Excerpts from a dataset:
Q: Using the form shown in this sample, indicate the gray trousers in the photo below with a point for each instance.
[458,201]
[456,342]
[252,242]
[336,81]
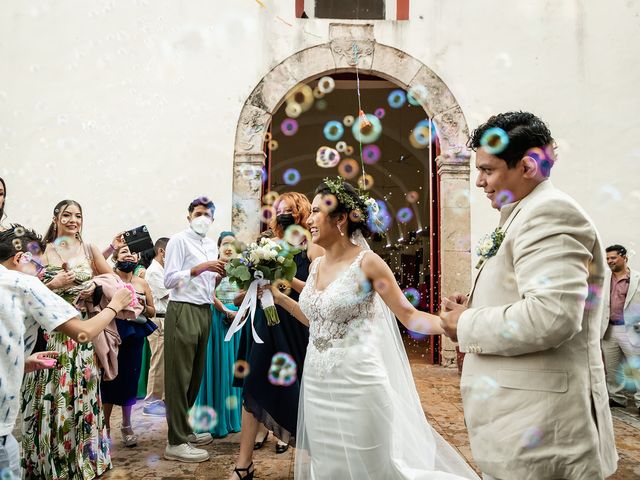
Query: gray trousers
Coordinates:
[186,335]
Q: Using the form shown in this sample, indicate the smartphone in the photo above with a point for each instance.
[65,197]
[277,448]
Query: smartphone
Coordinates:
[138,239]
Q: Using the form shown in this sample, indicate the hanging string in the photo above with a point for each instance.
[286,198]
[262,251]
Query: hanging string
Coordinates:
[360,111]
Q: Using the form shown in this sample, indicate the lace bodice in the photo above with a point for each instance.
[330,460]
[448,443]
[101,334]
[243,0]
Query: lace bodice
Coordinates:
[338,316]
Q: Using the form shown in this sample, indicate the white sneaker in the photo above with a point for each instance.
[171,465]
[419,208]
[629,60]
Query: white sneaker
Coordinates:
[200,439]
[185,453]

→ **ACTIVITY**: Tally the lines in the records above that contain the word "gray", and give only that number.

→ **SOLUTION TO THIS PROBLEM**: 2